In the fall of 1965, Don’s Quintet played for two weeks at the Golden Circle. Moki, who was still in design school, created a unified aesthetic for the performance by dressing the band all in white. One of the evenings was recorded on video by Hans Isgren and, subsequently, Swedish artists Ture Sjölander and Bror Wikström turned it into one of the first-ever works of video art, Time, 1965–66, which was shown on Swedish television. Moki credits this performance as marking the start of her active involvement with Don’s music, a collaboration that would increase in rigor and complexity as their working relationship grew over the years.

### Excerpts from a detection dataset
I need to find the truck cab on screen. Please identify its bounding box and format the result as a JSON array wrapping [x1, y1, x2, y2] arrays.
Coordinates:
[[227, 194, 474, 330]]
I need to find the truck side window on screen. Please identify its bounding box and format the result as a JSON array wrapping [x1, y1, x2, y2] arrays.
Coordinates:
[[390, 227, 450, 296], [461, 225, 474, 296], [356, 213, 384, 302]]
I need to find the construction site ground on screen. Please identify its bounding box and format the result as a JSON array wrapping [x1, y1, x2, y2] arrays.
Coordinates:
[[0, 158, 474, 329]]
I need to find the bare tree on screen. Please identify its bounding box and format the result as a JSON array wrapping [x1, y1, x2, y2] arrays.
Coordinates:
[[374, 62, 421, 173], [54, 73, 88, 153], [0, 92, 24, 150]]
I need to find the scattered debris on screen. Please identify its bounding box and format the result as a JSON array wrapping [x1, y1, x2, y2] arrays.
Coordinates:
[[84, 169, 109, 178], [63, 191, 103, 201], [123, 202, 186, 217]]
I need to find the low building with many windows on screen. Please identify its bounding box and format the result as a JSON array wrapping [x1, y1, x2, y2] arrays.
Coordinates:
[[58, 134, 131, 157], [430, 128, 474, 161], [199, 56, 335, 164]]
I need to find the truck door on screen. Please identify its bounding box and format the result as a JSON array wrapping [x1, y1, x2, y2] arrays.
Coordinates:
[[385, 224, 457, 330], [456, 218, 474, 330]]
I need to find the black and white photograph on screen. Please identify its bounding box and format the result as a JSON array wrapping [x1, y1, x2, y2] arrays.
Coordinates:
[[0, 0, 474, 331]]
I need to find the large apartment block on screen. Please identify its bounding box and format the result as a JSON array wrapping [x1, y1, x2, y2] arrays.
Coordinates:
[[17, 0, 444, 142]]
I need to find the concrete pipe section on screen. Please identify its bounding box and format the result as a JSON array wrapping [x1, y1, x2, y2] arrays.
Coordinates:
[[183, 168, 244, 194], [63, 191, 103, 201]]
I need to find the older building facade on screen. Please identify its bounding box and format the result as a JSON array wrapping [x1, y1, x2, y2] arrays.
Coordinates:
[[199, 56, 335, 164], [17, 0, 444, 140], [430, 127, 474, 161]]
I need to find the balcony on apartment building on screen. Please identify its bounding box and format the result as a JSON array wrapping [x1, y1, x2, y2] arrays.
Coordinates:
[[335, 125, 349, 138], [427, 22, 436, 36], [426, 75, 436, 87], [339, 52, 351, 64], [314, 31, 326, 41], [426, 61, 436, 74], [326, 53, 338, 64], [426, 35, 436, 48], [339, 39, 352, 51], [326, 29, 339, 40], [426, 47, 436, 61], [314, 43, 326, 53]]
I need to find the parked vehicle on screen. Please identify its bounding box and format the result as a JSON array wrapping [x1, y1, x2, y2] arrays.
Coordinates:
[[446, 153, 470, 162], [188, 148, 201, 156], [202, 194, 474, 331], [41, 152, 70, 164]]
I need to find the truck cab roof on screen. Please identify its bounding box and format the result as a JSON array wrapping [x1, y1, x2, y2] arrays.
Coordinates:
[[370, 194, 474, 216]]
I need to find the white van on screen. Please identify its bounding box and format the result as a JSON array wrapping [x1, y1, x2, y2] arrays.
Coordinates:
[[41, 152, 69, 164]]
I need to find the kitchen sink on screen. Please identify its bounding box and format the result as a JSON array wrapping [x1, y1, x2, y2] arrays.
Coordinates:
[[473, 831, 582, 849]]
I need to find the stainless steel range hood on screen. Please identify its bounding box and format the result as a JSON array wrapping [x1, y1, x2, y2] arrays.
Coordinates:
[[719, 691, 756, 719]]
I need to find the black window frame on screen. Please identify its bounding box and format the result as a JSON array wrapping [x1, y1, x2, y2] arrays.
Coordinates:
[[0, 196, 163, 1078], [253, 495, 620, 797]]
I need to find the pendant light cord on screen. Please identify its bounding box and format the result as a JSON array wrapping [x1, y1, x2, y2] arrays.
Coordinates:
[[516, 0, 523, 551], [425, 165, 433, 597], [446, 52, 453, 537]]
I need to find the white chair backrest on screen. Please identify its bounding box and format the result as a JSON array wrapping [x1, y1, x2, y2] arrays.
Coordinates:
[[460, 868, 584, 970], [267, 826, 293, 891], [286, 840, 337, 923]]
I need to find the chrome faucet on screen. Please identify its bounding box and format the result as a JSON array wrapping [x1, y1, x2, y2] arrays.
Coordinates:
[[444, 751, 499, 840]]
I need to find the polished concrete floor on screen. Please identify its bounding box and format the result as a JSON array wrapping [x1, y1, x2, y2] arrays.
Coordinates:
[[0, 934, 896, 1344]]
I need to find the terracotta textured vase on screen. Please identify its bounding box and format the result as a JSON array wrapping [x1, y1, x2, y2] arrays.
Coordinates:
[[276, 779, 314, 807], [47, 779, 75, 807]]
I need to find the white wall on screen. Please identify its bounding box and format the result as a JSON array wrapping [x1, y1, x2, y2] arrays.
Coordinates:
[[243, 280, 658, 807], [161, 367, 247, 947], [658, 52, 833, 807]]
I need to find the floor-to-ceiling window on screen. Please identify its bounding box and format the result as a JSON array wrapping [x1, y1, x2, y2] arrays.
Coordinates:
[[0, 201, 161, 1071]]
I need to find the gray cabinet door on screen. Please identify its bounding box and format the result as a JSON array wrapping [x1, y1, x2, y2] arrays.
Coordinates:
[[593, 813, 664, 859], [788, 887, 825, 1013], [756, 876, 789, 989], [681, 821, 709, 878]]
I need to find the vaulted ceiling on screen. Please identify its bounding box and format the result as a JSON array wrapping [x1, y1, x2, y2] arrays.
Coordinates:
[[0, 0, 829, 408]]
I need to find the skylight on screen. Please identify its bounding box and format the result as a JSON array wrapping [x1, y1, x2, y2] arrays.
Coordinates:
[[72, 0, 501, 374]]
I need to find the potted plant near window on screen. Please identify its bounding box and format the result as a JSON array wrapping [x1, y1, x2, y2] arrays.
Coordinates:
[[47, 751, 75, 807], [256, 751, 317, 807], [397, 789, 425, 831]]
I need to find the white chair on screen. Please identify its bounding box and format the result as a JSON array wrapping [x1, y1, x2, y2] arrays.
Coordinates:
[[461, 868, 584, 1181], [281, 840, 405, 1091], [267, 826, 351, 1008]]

### What you are asked to do
From the passage about the Golden Circle performance, extract the part that begins with the words "In the fall" and ends after "over the years.".

### Written response
In the fall of 1965, Don’s Quintet played for two weeks at the Golden Circle. Moki, who was still in design school, created a unified aesthetic for the performance by dressing the band all in white. One of the evenings was recorded on video by Hans Isgren and, subsequently, Swedish artists Ture Sjölander and Bror Wikström turned it into one of the first-ever works of video art, Time, 1965–66, which was shown on Swedish television. Moki credits this performance as marking the start of her active involvement with Don’s music, a collaboration that would increase in rigor and complexity as their working relationship grew over the years.